## Bloco de texto
====

A reportagem esteve no local e conversou com moradores que preferiram não se identificar por medo de represálias.
Segundo eles, os policiais entram nas vielas do bairro, à noite, e já chegaram a apontar armas para a cabeça de crianças, queimar uma casa e quebrar eletrodomésticos.
Eles estimam que cerca de 15 pessoas já foram mortas somente neste ano. Também forjam crimes colocando drogas em mochilas de jovens e “arregaçam” moradores que estão na rua, além disso, foi dito à reportagem que os policiais xingam mulheres de “vagabundas” e ameaçam os moradores de morte frequentemente.
Samir Angelo, 35 anos, líder comunitário do Jóquei Club, conta que o bairro é composto por mais de 50 mil pessoas e que a rotina das pessoas mudou. “Não pode ir num bar, não pode fazer nada, pessoal te chama pra almoçar, você não vai com medo de que possa acontecer uma reação, algumas coisas que não foram previstas.”

====

## Instrução
Por favor, prossiga com a reportagem acima sobre a ação policial no bairro Jóquei Club, a partir de onde ela termina.

## Material fornecido
====

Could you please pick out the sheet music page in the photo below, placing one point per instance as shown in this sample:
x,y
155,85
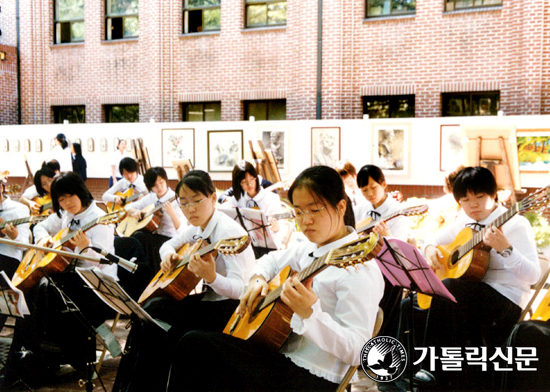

====

## Resposta do exercício
O mesmo ocorre na Vila Lindóia, em Santos, como aponta Juliana Ramos. “A comunidade está oprimida, com medo, eles voltam de comboio, param os ônibus, até os ônibus escolares, ninguém mais é feliz”, relata.
Irmãs do auxiliar de serviços gerais Jefferson Ramos Miranda, morto aos 37 anos, no Morro São Bento, em Santos, Juliana e Carol Ramos denunciaram a execução do irmão, na noite de 9 de fevereiro. O caso foi revelado pela Ponte.
Segundo elas, Jefferson e o amigo Leonel Andrade Santos conversavam na comunidade, por volta das 21h, quando Jefferson foi baleado no tórax por policiais militares do 4º Batalhão de Choque, do Comando de Operações Especiais (COE).
Segundo o boletim de ocorrência, a dupla foi alvo de sete tiros disparados pelos PMs Valci José Gouveia de Jesus e Rahoney de Paula Vieira.
Segundo a polícia, os amigos estariam supostamente armados e teriam disparado contra os policiais. Além disso, segundo o documento policial, Jefferson e Leonel portavam drogas em uma sacola plástica.
Ainda de acordo com a versão dos policiais, Jefferson e Leonel foram socorridos até a Santa Casa de Santos, mas não resistiram.
Por outro lado, Juliana afirma que o irmão não era envolvido com o crime e que não foi socorrido pelos policiais imediatamente.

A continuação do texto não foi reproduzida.